## Work request
Duplicate the part of the comment on sex education that begins with the words "Well, I find" and ends after "else to go.".

## Extract provided

Well, I find your self-righteousness misguided and tragic, fueled by ignorance and bigotry, lack of real education in sociology, psychology, political science, fiscal responsibility, and even lack of real morality. You don't even understand the idea that a democracy has an implied social contract which makes the State responsible for educating the most disenfranchised. Yours is the same mentality that brough us "Say No to Drugs". Say no to drugs did not work, did it? - "Say no to sex" doesn't work either, without additional education, support, and guidance. Planned parenthood has worked for many years and has prevented thousands of unwanted pregnancies as it provides education and counseling to poor women with nowhere else to go.

## Provided data
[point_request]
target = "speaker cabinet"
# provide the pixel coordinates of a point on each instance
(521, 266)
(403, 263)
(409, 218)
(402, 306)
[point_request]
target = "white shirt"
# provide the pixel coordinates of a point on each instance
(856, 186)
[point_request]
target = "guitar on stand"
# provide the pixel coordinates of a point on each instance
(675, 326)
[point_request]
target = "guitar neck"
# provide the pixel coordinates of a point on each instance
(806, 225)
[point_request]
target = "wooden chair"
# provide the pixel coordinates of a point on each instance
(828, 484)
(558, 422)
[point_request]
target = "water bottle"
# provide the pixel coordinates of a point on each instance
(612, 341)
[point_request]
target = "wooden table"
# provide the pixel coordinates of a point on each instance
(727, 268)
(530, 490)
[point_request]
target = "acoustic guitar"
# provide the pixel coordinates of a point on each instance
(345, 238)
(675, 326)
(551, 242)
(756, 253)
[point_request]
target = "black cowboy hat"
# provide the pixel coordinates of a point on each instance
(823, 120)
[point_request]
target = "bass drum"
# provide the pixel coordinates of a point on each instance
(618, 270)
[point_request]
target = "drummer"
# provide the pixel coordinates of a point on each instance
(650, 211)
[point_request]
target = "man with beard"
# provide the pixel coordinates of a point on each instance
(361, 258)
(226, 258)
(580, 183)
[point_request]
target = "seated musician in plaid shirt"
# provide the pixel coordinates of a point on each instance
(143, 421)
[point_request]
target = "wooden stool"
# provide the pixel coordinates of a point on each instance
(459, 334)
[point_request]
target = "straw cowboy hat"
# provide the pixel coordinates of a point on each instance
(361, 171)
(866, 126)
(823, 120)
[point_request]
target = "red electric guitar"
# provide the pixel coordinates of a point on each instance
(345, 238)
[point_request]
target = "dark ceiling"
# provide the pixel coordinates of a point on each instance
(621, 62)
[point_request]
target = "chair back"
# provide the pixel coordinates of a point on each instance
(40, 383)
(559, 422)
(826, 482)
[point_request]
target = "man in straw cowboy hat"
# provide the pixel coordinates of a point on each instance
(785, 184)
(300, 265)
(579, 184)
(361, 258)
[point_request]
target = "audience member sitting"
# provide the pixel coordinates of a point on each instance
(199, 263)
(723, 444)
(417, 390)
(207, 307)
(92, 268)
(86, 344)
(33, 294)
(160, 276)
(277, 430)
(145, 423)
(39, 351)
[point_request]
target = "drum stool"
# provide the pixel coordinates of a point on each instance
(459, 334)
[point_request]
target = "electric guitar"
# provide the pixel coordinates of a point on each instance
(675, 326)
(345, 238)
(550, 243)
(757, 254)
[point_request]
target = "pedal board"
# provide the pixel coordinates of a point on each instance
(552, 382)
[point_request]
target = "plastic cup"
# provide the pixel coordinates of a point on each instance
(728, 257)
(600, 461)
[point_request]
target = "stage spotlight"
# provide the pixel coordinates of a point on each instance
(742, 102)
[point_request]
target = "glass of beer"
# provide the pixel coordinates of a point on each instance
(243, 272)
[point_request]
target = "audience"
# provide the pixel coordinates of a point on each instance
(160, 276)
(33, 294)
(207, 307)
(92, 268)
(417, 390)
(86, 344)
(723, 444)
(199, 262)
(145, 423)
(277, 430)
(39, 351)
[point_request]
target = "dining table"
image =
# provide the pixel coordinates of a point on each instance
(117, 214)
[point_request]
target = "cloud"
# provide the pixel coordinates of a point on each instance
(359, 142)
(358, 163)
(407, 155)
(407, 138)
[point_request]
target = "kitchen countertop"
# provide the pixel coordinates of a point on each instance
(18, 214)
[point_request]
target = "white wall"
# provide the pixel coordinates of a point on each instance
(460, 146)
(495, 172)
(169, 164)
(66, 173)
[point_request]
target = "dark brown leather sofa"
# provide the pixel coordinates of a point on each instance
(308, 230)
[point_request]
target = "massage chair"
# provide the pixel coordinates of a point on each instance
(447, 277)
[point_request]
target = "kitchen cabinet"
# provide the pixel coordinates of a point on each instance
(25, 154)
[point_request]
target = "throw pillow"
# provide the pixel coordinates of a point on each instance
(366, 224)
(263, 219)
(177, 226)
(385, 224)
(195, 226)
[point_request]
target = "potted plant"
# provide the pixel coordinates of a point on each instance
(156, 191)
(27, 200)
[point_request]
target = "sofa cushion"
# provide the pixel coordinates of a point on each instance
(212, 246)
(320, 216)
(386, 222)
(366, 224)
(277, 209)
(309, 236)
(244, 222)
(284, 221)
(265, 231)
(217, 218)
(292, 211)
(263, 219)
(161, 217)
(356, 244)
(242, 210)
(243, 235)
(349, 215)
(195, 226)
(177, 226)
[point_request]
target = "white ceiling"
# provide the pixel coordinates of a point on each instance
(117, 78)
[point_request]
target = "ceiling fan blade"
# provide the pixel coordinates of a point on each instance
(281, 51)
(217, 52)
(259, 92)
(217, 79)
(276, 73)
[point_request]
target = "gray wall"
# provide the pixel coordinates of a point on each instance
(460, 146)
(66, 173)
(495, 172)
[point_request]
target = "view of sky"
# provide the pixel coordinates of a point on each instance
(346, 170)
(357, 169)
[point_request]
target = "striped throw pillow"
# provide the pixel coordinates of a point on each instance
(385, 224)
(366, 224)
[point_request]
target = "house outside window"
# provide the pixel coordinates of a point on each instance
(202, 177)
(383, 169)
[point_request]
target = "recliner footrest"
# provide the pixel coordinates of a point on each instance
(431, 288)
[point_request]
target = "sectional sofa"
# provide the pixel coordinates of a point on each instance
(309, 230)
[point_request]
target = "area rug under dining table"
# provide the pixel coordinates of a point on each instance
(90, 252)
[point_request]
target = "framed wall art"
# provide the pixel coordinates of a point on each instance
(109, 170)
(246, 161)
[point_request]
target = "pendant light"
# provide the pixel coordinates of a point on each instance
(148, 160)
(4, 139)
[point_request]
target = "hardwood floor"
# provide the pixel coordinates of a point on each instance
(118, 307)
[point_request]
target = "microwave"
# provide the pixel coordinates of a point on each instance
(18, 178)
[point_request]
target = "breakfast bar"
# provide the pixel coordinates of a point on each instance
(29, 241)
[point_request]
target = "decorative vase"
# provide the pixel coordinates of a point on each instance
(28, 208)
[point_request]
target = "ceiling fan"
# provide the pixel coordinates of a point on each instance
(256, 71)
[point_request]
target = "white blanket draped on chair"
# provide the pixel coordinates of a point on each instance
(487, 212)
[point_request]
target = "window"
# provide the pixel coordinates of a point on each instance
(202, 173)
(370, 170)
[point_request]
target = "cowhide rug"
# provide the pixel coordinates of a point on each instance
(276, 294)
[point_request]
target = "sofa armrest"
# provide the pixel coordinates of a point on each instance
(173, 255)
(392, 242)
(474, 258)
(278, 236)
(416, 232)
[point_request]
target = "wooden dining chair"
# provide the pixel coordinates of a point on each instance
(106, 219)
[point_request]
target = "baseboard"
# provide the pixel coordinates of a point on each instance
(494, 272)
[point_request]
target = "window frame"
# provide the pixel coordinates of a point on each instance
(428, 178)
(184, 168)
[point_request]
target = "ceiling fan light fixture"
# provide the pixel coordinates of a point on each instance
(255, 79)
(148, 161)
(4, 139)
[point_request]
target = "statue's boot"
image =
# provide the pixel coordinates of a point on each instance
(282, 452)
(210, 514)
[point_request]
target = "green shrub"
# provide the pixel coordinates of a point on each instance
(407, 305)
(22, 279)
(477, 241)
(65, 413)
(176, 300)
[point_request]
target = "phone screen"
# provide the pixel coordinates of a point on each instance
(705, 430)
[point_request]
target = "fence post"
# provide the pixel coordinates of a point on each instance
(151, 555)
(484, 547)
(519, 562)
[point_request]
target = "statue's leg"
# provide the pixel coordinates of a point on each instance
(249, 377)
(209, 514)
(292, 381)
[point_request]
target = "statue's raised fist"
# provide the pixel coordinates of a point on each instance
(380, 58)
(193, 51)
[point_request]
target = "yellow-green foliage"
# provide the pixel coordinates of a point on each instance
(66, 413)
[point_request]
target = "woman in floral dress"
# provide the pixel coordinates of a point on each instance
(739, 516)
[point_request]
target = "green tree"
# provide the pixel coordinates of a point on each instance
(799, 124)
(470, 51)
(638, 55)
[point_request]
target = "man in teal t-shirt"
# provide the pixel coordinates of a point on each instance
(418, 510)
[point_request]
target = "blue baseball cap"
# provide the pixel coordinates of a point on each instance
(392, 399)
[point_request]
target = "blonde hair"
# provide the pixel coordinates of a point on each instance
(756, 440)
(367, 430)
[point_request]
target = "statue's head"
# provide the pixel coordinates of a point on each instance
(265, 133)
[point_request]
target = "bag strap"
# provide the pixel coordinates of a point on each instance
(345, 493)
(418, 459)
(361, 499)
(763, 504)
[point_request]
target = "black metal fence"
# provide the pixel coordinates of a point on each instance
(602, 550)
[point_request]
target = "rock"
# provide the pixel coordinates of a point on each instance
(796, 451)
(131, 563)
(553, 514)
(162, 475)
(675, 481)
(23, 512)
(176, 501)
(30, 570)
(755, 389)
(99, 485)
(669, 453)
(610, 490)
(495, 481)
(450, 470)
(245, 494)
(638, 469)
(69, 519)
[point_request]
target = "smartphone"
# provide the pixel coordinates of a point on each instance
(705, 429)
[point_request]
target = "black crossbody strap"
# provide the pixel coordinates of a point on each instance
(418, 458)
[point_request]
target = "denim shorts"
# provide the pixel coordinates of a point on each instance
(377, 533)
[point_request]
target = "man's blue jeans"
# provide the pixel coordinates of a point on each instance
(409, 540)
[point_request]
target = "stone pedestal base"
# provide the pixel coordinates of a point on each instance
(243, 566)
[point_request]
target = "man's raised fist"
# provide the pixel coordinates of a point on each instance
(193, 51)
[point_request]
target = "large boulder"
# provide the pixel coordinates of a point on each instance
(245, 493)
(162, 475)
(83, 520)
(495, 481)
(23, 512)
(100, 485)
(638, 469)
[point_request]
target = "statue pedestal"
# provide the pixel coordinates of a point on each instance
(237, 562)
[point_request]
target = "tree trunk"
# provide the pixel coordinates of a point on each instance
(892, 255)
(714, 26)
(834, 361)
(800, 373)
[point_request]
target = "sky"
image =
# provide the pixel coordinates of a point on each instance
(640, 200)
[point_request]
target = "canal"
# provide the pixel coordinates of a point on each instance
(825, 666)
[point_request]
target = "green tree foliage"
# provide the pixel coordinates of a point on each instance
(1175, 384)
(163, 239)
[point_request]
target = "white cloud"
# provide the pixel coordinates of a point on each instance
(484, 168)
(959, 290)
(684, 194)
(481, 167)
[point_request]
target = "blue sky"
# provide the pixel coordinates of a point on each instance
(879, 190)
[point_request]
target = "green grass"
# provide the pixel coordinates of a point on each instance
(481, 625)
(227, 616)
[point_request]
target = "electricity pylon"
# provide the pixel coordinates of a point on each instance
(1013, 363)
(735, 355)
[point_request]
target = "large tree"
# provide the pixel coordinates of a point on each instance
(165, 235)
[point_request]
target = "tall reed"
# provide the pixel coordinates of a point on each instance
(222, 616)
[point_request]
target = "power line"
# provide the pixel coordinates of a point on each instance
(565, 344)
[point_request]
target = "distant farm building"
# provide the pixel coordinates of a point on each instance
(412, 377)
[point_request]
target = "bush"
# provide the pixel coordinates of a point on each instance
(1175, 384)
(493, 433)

## Answer to this problem
Well, I find your self-righteousness misguided and tragic, fueled by ignorance and bigotry, lack of real education in sociology, psychology, political science, fiscal responsibility, and even lack of real morality. You don't even understand the idea that a democracy has an implied social contract which makes the State responsible for educating the most disenfranchised. Yours is the same mentality that brough us "Say No to Drugs". Say no to drugs did not work, did it? - "Say no to sex" doesn't work either, without additional education, support, and guidance. Planned parenthood has worked for many years and has prevented thousands of unwanted pregnancies as it provides education and counseling to poor women with nowhere else to go.